* _Page extract_
>>

Four months later priorities have changed. While many Lebanese are still determined to seek the truth behind Hariri's murder, the elections have stalled the widespread support, particularly from rival political parties. Several weeks back, tragedy struck Beirut once again, as anti-Syrian journalist Samir Kassir was brutally murdered by yet another bomb.

Many Lebanese feel Syria is responsible for both of these brutal assassinations. Unfortunately, many pro-Syrian politicians who were likely on their way out were revived through an alliance with Michel Aoun. U.N. Secretary General Kofi Annan instructed top U.N. envoy Terje Roed-Larsen to leave quickly for Syria to see President Bashar Al-Assad about Lebanon. Annan also reportedly sent an inspection team back to Lebanon to confirm Syria's withdrawal, and observe the final round of elections on Sunday.

Robert Fisk, of the Independent, revealed some critical information in his latest article. Fisk discusses the presence of key Syrian security officials still in Lebanon, and how evidence was removed from both the Hariri and Kassir crime scenes. According to the Kuwaiti newspaper, Al-Siyassa, a CIA/FBI investigation of the Hariri murder took place shortly after his death on Valentines Day.

Excerpts from Fisk's article:

Syria: out the door, back through the window
By Robert Fisk

The UN confirmed the withdrawal of all Syrian troops and intelligence officers scarcely a month ago. Now the UN secretary general, Kofi Annan, threatens to send his "verification" team back to reconfirm.

Ghazaleh was the former head of Syrian military intelligence in Lebanon. Or maybe he still is? If the Syrians have returned - out through the door, back through the window, as the Lebanese say - what might they do with the sectarian pot that constitutes all of Lebanon's tragedies?

<<

* _Tasks_
1. According to the piece on Lebanon, which Kuwaiti newspaper reported a CIA/FBI investigation of the Hariri murder?
2. Carry on writing the piece on Lebanon, picking up right after its last sentence.
The items aren't needed for this work.

* _Data provided_
>>

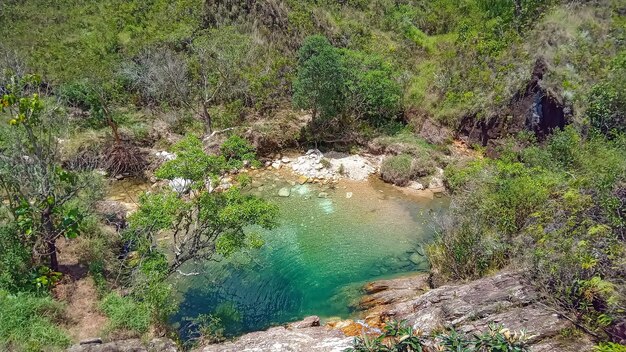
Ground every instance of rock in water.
[168,177,193,194]
[287,315,320,329]
[409,253,422,265]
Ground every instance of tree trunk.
[202,101,213,133]
[41,206,59,271]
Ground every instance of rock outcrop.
[358,272,593,352]
[286,149,380,181]
[458,58,571,151]
[198,272,593,352]
[67,338,178,352]
[196,317,353,352]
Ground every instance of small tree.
[293,35,345,120]
[0,75,88,271]
[130,137,278,275]
[58,78,146,176]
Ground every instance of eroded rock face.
[359,272,593,352]
[196,317,353,352]
[189,272,593,352]
[458,58,571,152]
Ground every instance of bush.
[220,135,258,169]
[380,154,414,186]
[587,53,626,136]
[0,226,33,292]
[346,321,530,352]
[100,292,151,335]
[593,342,626,352]
[0,291,71,352]
[380,154,437,187]
[428,127,626,338]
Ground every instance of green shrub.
[587,53,626,136]
[0,291,71,352]
[100,292,151,335]
[220,135,258,169]
[380,154,437,187]
[0,226,33,292]
[593,342,626,352]
[380,154,415,186]
[346,321,530,352]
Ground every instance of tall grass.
[0,292,71,352]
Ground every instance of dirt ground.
[54,239,107,342]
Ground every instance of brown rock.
[419,119,454,144]
[67,338,178,352]
[287,315,320,329]
[359,272,592,352]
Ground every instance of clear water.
[172,174,448,336]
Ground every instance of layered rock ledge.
[69,272,593,352]
[194,272,593,352]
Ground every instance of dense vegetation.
[0,0,626,351]
[346,321,529,352]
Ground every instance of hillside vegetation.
[0,0,626,351]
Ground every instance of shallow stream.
[165,173,448,337]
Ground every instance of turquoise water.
[172,174,448,336]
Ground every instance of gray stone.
[195,326,354,352]
[278,187,291,197]
[358,272,593,352]
[67,338,178,352]
[287,315,320,329]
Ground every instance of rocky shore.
[69,272,593,352]
[197,272,593,352]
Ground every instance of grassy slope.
[0,0,625,126]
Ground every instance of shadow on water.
[171,175,448,339]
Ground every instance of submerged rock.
[67,338,178,352]
[195,318,353,352]
[168,177,193,194]
[287,315,320,329]
[278,187,291,197]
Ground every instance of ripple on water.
[172,176,447,335]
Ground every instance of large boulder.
[458,58,572,153]
[196,317,353,352]
[358,272,593,352]
[67,338,178,352]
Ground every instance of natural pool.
[172,174,448,337]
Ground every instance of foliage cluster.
[0,290,71,352]
[428,127,626,338]
[346,321,529,352]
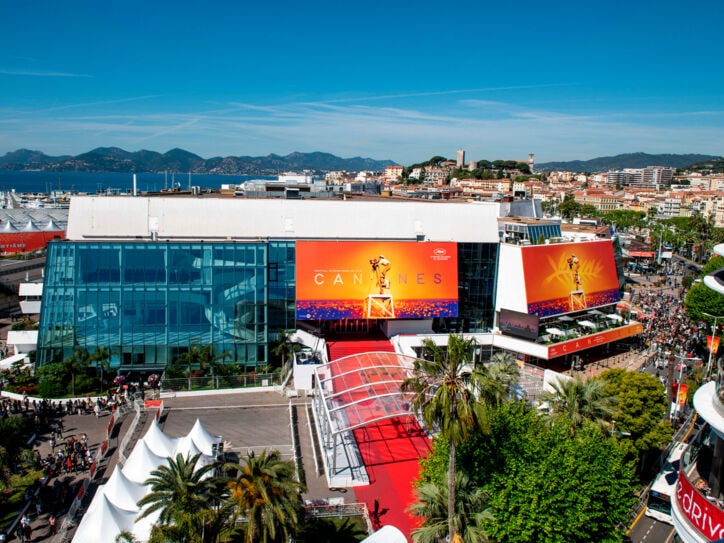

<<

* _Solved tasks_
1. Al-Siyassa.

2.
But now, according to the Kuwaiti newspaper Al-Siyassa, a CIA investigation into the murder concluded that between six and nine senior Syrian intelligence officers were involved.

It claims, too, that a secret CIA/FBI investigation was carried out on the Hariri assassination in Lebanon for four days, starting on 18 February, which concluded that four senior members of the Lebanese security forces knew of plans for the murder before it took place and helped monitor Hariri's movements and select the date of his murder.

One of the paper's sources said a former Lebanese cabinet minister was also involved. The Lebanese are already trying to guess - accurately - his identity.

Even graver is the information which Walid Jumblatt, the Druze leader, says he has received of continued Syrian intelligence operations in Lebanon. He has been told that - back in Lebanon after their famous "military withdrawal" - are Mohamed Jabour, a Syrian officer formerly based in the Lebanese town of Sofar, high in the hills above Beirut, and Jamer Jamer, who was a spook in the west Beirut Hamra district, and Said Rabah, a Syrian intelligence man from Hamana (in the valley below Sofar), and that all have returned to Lebanon.

And so has Rustum Ghazaleh, the ex-top intelligence man in the country. All of the above, Syria officially denies.

The murder of the Lebanese journalist, Samir Kassir, 11 days ago - a writer who was deeply critical of the Syrian Baath party, who had received furious phone calls from Rustum Ghazaleh - was a message to Lebanon: just when you thought it was safe to speak freely, the murderers are still in business.

After Hariri's murder, one of the top pro-Syrian security officials, Lebanese General Haj Ali, removed the burnt- out remains of the Hariri convoy from the scene of the crime.

Other security officials planted false evidence at the scene. Or so said the first UN investigation team.

Now, it turns out - chillingly for those of us who believed that a clean security leadership had been installed in Lebanon - that the car in which Kassir was bombed was also removed from the scene of the crime within hours, allowing the Lebenese cops to "lose" the detonator of the explosives which killed him.

This is no small matter. At the scene, I watched Lebanese military forensic officers take pieces of the bomb from the burnt vehicle after Kassir’s assassination, placing them in containers.

But the police moved the car, and the detonator - which is the all-important clue to the culprits - disappeared. How very convenient. Detonators have numbers. These codes can be used to discove the manufacturer and, more importantly, the country to which it was sold.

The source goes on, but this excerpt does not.